Copy the passage on probable cause for a search warrant word for word, from "The defendant contends" to "United States Constitution.".

PASSAGE
↓

The defendant contends that the evidence adduced before the magistrate did not show probable cause for the issuance of search warrant No. 0297 as a matter of law under the fourth amendment to the United States Constitution.

In considering this contention it must be kept in mind that the question of whether probable cause justified the issuance of a search warrant should not be viewed in a hypertechnical manner. The United States Supreme Court emphasized this in United States v. Ventresca, 380 U. S. 102, 13 L. Ed. 2d 684, 85 Sup. Ct. 741 (1965), at 109:

[W]hen a magistrate has found probable cause, the courts should not invalidate the warrant by interpreting the affidavit in a hypertechnical, rather than a commonsense, manner. Although in a particular case it may not be easy to determine when an affidavit demonstrates the existence of probable cause, the resolution of doubtful or marginal cases in this area should be largely determined by the preference to be accorded to warrants. (Citing case.) (Italics ours.)

↑

DATASET ROWS
↓

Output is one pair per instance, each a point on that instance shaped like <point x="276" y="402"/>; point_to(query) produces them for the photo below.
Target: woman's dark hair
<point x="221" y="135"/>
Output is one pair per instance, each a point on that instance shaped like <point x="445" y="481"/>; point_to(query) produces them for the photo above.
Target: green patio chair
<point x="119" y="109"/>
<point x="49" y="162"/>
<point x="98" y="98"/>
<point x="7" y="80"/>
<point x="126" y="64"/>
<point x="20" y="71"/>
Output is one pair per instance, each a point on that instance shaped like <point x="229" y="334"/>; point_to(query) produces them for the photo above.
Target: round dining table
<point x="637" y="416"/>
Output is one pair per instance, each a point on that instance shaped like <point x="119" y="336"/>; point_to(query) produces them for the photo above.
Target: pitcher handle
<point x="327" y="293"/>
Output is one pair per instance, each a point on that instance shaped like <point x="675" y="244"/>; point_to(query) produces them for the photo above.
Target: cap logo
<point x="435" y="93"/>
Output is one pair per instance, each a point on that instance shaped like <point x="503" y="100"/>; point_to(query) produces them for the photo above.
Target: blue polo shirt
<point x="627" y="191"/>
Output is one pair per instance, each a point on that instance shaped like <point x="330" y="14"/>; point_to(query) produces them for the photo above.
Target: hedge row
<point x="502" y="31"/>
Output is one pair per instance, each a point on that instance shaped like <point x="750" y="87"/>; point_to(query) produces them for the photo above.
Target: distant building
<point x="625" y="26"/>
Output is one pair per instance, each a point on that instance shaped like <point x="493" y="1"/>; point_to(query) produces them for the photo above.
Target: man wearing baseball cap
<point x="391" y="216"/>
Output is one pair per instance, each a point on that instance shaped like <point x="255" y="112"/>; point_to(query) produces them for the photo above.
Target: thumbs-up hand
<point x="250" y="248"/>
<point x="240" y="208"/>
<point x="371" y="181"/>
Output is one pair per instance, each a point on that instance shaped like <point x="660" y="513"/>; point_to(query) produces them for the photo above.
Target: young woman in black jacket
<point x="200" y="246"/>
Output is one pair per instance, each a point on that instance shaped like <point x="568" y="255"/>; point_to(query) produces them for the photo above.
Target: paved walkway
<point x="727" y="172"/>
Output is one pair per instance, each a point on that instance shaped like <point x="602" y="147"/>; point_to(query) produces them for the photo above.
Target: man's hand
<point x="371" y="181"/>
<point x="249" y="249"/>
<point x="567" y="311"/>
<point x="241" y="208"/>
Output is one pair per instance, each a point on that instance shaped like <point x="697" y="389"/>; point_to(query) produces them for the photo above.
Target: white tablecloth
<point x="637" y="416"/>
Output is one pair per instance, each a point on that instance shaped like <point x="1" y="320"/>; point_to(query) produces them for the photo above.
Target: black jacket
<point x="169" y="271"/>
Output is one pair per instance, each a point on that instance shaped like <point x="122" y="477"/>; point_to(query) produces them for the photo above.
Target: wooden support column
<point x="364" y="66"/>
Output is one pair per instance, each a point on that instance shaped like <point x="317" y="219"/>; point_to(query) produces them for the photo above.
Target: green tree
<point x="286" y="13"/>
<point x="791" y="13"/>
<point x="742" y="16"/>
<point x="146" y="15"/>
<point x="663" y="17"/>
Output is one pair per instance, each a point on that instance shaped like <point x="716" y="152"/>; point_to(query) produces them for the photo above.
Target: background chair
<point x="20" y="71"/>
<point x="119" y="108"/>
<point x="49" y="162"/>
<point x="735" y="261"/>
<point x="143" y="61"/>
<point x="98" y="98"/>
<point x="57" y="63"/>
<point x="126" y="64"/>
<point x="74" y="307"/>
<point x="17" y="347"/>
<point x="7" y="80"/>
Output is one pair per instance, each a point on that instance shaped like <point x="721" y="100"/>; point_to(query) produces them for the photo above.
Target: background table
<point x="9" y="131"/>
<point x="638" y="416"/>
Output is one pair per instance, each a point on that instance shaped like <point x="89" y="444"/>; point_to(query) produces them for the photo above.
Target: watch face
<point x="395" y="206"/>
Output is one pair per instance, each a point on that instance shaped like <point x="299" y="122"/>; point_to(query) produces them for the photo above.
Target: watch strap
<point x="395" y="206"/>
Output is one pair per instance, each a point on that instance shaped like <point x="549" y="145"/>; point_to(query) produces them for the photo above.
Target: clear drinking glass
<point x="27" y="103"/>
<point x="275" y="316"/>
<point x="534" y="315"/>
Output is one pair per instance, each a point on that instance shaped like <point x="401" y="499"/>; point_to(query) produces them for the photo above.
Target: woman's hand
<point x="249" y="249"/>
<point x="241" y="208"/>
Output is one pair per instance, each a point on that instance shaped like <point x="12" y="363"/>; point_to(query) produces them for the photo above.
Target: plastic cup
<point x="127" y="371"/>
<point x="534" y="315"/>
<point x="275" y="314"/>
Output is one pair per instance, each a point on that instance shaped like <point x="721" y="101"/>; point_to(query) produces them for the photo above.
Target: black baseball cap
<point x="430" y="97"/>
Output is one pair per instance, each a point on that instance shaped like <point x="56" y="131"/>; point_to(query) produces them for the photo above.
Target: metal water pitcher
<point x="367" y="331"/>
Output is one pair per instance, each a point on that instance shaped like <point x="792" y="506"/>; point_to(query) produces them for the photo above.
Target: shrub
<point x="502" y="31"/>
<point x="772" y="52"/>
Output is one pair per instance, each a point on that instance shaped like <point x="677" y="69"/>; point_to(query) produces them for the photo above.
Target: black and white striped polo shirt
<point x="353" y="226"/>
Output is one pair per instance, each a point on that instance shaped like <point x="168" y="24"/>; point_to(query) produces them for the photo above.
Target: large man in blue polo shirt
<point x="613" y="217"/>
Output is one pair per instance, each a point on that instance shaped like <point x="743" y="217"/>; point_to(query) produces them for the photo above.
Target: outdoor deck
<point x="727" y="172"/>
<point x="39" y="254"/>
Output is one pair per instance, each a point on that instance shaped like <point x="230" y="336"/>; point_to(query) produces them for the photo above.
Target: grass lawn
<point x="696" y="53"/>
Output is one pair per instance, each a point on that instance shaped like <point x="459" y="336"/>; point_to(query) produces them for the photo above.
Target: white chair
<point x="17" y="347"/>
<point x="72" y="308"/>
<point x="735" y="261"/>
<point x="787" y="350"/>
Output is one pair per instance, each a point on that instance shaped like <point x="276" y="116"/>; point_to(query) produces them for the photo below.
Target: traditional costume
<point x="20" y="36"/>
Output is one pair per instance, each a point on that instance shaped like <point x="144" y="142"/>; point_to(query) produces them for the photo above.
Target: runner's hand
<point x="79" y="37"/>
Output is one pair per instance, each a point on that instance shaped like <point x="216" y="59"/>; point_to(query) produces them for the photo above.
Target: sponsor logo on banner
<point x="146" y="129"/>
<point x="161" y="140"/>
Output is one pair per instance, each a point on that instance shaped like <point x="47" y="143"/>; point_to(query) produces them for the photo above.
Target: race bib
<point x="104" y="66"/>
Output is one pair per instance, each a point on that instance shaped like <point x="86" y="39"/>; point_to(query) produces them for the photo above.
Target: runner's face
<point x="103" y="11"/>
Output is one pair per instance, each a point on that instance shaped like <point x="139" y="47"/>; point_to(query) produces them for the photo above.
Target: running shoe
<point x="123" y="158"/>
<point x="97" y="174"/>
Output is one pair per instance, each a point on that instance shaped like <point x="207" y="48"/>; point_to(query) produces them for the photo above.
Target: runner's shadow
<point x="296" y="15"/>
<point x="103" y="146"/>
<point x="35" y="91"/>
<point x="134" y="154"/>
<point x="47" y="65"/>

↑

ANSWER
The defendant contends that the evidence adduced before the magistrate did not show probable cause for the issuance of search warrant No. 0297 as a matter of law under the fourth amendment to the United States Constitution.